• **Work task**:
The whole listing is to be written out again exactly; the pictures are not.

• **Records for processing**:

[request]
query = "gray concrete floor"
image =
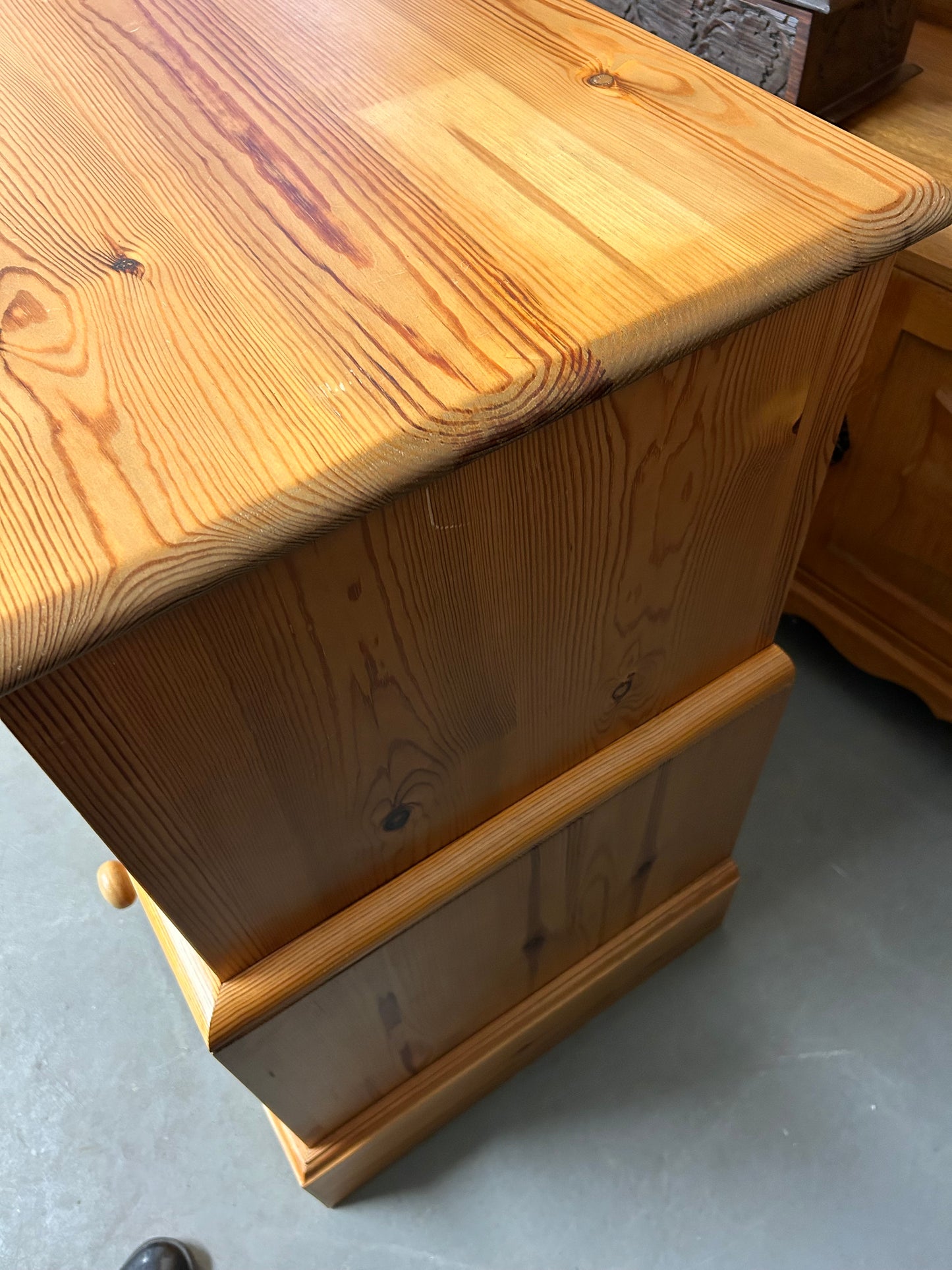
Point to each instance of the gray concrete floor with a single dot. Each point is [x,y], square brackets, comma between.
[777,1097]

• **Written solution**:
[request]
query = "gray concrete floor"
image =
Point to each instance of the gray concrete floor with a single dot. Each point is [x,y], square brackets, comma between.
[777,1097]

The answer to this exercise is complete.